• **Task prompt**
Reproduce every line that appears below, precisely and completely.

╔══

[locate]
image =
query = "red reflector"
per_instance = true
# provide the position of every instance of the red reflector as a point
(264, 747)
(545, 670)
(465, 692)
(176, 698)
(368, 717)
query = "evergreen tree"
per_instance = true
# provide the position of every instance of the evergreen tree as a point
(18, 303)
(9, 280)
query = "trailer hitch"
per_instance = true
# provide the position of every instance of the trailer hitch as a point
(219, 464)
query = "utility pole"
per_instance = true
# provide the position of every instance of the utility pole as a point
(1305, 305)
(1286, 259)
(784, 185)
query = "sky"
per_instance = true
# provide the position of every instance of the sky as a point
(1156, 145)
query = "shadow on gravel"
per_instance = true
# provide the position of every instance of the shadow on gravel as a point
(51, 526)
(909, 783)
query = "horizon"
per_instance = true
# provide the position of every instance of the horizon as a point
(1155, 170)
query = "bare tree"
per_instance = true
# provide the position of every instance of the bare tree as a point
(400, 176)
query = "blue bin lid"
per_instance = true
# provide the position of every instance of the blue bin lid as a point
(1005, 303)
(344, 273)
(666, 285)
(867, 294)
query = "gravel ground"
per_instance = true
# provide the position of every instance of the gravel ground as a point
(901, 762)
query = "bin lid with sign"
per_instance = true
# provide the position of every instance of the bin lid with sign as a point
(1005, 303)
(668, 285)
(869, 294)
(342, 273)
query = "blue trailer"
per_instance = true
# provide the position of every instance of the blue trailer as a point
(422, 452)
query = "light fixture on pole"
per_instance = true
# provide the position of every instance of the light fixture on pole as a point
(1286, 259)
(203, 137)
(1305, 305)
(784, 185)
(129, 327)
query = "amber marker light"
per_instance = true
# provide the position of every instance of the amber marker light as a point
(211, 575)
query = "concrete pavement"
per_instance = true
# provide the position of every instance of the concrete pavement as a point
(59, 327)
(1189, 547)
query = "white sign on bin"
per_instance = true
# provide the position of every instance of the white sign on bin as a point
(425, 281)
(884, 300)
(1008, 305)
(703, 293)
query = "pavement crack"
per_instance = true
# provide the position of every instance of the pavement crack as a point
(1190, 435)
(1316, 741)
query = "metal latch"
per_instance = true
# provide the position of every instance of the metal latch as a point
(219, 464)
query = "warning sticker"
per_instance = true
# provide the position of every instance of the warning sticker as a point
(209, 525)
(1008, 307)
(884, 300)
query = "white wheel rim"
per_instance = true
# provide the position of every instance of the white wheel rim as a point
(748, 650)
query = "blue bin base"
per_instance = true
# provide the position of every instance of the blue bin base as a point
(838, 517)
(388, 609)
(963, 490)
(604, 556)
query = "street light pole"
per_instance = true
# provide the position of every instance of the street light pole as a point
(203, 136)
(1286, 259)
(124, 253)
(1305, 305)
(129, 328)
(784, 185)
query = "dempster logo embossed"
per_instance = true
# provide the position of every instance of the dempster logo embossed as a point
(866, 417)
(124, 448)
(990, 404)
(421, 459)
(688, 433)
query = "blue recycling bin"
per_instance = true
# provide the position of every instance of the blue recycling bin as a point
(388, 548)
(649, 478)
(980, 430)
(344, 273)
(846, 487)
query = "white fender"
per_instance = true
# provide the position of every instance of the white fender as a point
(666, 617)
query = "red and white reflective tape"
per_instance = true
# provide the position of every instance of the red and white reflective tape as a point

╚══

• **Exercise result**
[locate]
image =
query = "red reflector"
per_instance = true
# provide the position of every instance of the red reflector as a point
(264, 747)
(545, 670)
(465, 692)
(176, 698)
(368, 717)
query = "evergreen tree"
per_instance = true
# provide the position of every instance of the evergreen tree as a point
(18, 303)
(9, 280)
query = "trailer hitch"
per_instance = true
# provide the position of every instance of the trailer hitch as a point
(219, 464)
query = "utility pole"
per_instance = true
# provide the position of every instance of the utility pole as a point
(1305, 305)
(1286, 259)
(784, 185)
query = "sky"
per_instance = true
# provide the position of every instance of the sky as a point
(1156, 145)
query = "shadow on gravel"
per_instance = true
# provide the position of every instance of the shadow on gravel as a point
(51, 526)
(909, 783)
query = "horizon"
per_instance = true
# provide the position of every instance of the horizon as a point
(1155, 170)
query = "bare tree"
per_instance = true
# provide the position of every instance of the bare tree as a point
(400, 176)
query = "blue bin lid"
per_instance = true
# provide the position of every instance of the blue bin lid as a point
(1005, 303)
(344, 273)
(666, 285)
(867, 294)
query = "gravel ground"
per_instance = true
# provide the position of every instance of the gravel ground as a point
(901, 762)
query = "bin lid with sign"
per_instance = true
# provide the position of every instance of the bin lid with sign as a point
(1005, 303)
(668, 285)
(869, 294)
(342, 273)
query = "blue trailer"
per_instance = true
# provide the position of every instance of the blue trailer as a point
(422, 452)
query = "light fixture on pole"
per_instance = true
# provide the position of every instance of the light fixture on pole as a point
(1286, 259)
(203, 137)
(1305, 305)
(784, 185)
(129, 327)
query = "amber marker light"
per_instance = true
# provide the position of every instance of the amber marker light as a point
(211, 575)
query = "concrete pavement"
per_instance = true
# provide the position of every instance of the concrete pavement as a point
(59, 327)
(1189, 547)
query = "white sign on bin"
per_instance = true
# provide the position of every instance of the white sign on bin as a point
(425, 281)
(884, 300)
(1008, 305)
(703, 293)
query = "pavement crack"
per_instance = true
# provide the position of every instance of the pavement crack as a point
(1190, 435)
(1316, 741)
query = "metal latch"
per_instance = true
# provide the position of every instance of the metal latch as a point
(219, 464)
query = "warning sticker"
per_instance = true
# provide the position of every instance of the warning sticker as a point
(209, 525)
(1008, 307)
(884, 300)
query = "white wheel rim"
per_instance = true
# provide the position of every instance of the white wheel rim as a point
(748, 650)
query = "blue bin base"
per_instance = true
# provide the position of every instance of the blue bin base as a point
(838, 517)
(388, 609)
(963, 490)
(604, 556)
query = "street light pole"
per_instance = true
# provide the position of every instance of the street light pole as a point
(203, 136)
(1286, 259)
(124, 253)
(1305, 305)
(129, 328)
(784, 185)
query = "dempster logo embossed"
per_instance = true
# provide the position of every instance of the dempster logo embossed as a point
(866, 417)
(124, 448)
(990, 404)
(421, 459)
(688, 433)
query = "blue recycling bin"
per_instance = true
# provide the position of every instance of the blue recycling bin as a point
(388, 548)
(649, 478)
(980, 430)
(344, 273)
(846, 487)
query = "white fender"
per_instance = true
# provide the position of every instance of the white fender as a point
(666, 617)
query = "red and white reflective tape"
per_instance = true
# provide the position of every instance of the red and white reflective tape as a point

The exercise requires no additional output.